____ TEXT PROVIDED

Above deck, the weathering of all the brightwork is demoralizing. Brightwork, for the uninformed, is a euphemism for rotting wood caked in flaking varnish. It was just two years ago that I stripped every board foot of lumber for the second time, and applied too few layers of varnish once again. The elements have returned to mock my work in short order.
 As I've stated in the past: a total waste of time

The mainsail cover is ragged, as is the jib’s UV cover. Deb made great efforts to repair the dodger, which is old enough for about every seam to have been dissolved by the sun. All the canvas should arguably be replaced, but that argument will fall on cheap ears. I’ll just stare at the threadbare material instead of the scenery, and blame our boat’s mediocre performance on blown-out sails. I’ve heard that’s a more than reasonable excuse.

________
____ DATASET ENTRIES

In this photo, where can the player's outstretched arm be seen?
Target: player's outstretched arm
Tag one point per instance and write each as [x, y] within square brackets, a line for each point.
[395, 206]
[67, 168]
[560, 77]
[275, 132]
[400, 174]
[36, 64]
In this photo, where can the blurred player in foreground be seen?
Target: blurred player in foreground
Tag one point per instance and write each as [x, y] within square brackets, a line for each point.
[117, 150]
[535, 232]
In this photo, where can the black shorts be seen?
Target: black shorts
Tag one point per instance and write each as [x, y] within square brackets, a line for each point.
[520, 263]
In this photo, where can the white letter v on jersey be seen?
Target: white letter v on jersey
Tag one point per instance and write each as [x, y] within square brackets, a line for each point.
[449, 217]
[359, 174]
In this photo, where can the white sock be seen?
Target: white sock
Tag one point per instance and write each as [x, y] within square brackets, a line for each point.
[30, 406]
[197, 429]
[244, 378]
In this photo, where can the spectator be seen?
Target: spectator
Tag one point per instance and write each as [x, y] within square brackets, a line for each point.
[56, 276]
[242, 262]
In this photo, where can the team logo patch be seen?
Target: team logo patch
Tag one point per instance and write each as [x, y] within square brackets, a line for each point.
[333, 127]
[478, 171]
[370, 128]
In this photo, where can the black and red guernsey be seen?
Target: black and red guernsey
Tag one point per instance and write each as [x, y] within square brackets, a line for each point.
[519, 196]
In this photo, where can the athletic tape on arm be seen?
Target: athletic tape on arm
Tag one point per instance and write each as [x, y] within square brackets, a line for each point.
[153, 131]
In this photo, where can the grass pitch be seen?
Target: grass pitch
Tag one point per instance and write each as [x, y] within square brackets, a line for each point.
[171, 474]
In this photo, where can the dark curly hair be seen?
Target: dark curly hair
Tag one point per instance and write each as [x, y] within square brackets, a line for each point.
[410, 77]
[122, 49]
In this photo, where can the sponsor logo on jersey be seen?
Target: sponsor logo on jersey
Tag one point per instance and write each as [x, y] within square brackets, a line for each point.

________

[EXERCISE SET]
1. In the sailboat passage, what is brightwork called a euphemism for?
2. Name every piece of canvas that the sailboat passage describes as ragged or as damaged by the sun.

[TASK RESULTS]
1. Rotting wood caked in flaking varnish.

2. The mainsail cover, the jib's UV cover, and the dodger.